◆ **WHAT YOU SHOULD DO**
Report every line of the records that includes the word "blue".

***** GIVEN DATA

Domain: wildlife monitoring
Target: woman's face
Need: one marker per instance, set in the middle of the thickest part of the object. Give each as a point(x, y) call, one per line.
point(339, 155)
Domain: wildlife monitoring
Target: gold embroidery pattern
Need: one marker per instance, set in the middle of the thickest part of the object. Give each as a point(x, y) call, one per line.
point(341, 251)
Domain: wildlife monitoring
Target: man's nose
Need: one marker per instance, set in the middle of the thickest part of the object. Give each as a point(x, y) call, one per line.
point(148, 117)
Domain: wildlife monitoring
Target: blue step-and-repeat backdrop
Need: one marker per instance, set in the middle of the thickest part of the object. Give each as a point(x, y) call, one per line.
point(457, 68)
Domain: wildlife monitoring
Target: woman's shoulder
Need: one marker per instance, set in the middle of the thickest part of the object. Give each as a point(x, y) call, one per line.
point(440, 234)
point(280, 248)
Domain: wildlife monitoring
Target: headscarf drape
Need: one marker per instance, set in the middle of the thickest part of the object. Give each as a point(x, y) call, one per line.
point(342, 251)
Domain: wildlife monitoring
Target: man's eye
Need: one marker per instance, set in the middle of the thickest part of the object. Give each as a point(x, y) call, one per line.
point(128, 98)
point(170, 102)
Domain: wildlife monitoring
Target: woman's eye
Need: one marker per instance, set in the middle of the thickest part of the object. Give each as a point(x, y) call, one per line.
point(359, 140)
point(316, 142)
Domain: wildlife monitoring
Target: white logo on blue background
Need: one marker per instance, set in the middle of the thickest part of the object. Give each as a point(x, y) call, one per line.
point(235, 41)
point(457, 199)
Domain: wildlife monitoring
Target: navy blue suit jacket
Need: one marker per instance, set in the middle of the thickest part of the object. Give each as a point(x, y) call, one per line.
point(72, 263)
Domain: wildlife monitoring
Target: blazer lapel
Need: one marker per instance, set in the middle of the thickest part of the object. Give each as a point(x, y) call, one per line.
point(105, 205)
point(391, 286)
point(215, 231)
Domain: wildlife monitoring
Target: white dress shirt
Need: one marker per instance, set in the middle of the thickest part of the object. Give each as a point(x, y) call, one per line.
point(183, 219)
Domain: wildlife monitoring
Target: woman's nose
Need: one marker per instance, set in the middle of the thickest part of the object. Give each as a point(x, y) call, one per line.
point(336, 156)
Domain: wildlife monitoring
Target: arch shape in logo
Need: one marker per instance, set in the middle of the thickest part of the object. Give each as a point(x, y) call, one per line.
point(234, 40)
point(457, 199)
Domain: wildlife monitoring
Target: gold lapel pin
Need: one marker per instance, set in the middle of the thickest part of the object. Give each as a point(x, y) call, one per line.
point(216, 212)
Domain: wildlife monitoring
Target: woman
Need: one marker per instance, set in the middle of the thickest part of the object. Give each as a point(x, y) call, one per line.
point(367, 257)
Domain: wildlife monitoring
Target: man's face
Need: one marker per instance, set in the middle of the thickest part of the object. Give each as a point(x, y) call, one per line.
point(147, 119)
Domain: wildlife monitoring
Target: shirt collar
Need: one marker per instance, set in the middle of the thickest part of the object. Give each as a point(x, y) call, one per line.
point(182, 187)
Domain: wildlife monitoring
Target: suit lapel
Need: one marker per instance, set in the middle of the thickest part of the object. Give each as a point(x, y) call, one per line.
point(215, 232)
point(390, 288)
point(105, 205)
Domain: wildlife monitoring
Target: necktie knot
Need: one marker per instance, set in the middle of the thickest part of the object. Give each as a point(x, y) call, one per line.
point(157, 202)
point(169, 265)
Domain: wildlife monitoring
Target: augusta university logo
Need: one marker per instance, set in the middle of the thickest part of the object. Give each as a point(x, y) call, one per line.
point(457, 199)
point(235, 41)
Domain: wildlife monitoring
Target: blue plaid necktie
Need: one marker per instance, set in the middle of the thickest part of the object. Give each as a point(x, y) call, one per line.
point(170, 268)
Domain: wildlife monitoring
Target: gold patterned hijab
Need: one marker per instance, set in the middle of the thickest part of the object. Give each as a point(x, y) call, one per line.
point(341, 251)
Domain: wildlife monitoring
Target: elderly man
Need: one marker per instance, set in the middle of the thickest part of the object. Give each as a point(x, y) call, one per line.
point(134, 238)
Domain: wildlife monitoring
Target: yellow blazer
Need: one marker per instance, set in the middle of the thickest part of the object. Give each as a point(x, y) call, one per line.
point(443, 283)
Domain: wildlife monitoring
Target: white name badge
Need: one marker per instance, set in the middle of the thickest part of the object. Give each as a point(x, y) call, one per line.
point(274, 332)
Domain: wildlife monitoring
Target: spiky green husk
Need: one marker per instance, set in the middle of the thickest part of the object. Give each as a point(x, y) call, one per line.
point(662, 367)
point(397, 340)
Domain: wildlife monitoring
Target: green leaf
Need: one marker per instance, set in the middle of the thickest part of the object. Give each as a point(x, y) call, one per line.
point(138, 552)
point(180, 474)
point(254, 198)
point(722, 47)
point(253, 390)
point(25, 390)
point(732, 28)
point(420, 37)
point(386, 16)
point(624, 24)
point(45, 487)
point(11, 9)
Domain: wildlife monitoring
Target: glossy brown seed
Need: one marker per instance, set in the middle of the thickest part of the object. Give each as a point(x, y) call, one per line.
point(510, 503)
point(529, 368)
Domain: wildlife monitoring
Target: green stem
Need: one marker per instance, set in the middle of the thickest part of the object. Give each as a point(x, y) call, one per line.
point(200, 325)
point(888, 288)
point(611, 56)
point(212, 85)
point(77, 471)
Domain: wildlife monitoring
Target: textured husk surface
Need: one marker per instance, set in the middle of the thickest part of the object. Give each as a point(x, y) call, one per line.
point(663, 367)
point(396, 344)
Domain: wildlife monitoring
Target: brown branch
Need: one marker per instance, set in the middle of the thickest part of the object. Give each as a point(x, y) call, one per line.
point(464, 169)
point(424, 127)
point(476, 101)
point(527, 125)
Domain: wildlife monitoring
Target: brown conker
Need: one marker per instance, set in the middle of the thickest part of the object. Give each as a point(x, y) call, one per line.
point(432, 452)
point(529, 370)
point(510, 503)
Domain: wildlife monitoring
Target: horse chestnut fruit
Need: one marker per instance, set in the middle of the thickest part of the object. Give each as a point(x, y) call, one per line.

**********

◆ **COMPLETED TASK**
Target: blue step-and-repeat backdrop
Target: white logo on blue background
Target: navy blue suit jacket
Target: blue plaid necktie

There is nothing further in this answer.